[Your assignment]: Rewrite everything in the scombroid poisoning article from "According to the Department" down to "related to salmon.", changing each "salmon" to "trout".

[Extracted text]:

Uptick in scombroid poisoning from fish spooks Alaska health officials
Alaskan health officials are concerned about an increase in scombroid poisoning from fish and some are pointing the finger at Alaska’s unusually warm summer, according to an Alaskan Public Media report.
At least seven people became sick with scombroid poisoning between May and August of this year, whereas only five people reported the illness during the three-year period from 2015 to 2018, the Alaska Department of Health and Social Services said.
Anna Frick, a research analyst for the Department of Health and Social Services, hypothesized that the warm summer may have been to blame.
“One possibility is that since it was pretty warm this summer, maybe people had a harder time keeping their fish cold,” she said.
Frick recommends keeping fish on ice or below 40 degrees to best avoid chances of food poisoning.
According to the Department of Health and Social Services, scombroid poisoning is most likely occur with dark-meat saltwater fish such as tuna, bonito, and mackerel. Although it’s unlikely for scombroid poisoning to occur with salmon, four of the cases in Alaska this summer were associated with salmon, while two were connected with tuna, and one with catfish. The cases did not appear to be related.
According to the U.S. Centers for Disease Control and Prevention, only 11 of the 1,555 scombroid poisoning cases reported in the last 20 years have been related to salmon.
Scombroid poisoning is caused by an overgrowth in bacteria when fish is kept at temperatures above 40 degrees. Symptoms such as heart palpitations, headaches, blurry vision, and gastrointestinal distress typically last for around 48 hours.

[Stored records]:
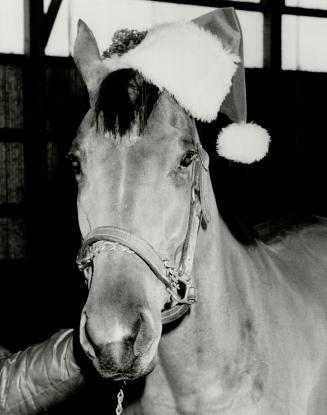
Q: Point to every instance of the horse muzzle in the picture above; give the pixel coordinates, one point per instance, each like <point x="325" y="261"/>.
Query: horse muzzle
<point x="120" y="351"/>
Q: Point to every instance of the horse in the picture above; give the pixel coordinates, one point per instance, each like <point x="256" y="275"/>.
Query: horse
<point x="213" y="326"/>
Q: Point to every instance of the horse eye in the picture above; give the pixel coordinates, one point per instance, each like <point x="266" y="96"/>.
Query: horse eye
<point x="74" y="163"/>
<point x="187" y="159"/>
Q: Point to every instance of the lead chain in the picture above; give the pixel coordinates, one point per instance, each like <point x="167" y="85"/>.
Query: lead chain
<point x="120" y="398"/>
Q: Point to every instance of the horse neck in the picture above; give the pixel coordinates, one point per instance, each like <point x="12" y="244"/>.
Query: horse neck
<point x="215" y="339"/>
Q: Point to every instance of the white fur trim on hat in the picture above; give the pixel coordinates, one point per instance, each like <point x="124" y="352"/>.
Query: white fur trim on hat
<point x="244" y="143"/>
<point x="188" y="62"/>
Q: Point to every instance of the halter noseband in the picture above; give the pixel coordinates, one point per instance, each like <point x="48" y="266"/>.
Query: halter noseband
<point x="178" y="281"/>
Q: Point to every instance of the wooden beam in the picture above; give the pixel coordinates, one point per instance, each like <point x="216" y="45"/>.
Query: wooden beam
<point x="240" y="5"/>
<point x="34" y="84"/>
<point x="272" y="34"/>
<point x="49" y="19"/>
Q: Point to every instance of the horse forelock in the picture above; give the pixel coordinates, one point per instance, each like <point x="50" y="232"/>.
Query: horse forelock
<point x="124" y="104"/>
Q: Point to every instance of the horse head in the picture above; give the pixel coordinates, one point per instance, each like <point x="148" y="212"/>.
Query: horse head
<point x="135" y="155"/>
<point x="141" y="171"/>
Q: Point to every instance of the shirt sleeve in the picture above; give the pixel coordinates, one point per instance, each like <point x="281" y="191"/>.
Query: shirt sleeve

[The answer]:
According to the Department of Health and Social Services, scombroid poisoning is most likely occur with dark-meat saltwater fish such as tuna, bonito, and mackerel. Although it’s unlikely for scombroid poisoning to occur with trout, four of the cases in Alaska this summer were associated with trout, while two were connected with tuna, and one with catfish. The cases did not appear to be related.
According to the U.S. Centers for Disease Control and Prevention, only 11 of the 1,555 scombroid poisoning cases reported in the last 20 years have been related to trout.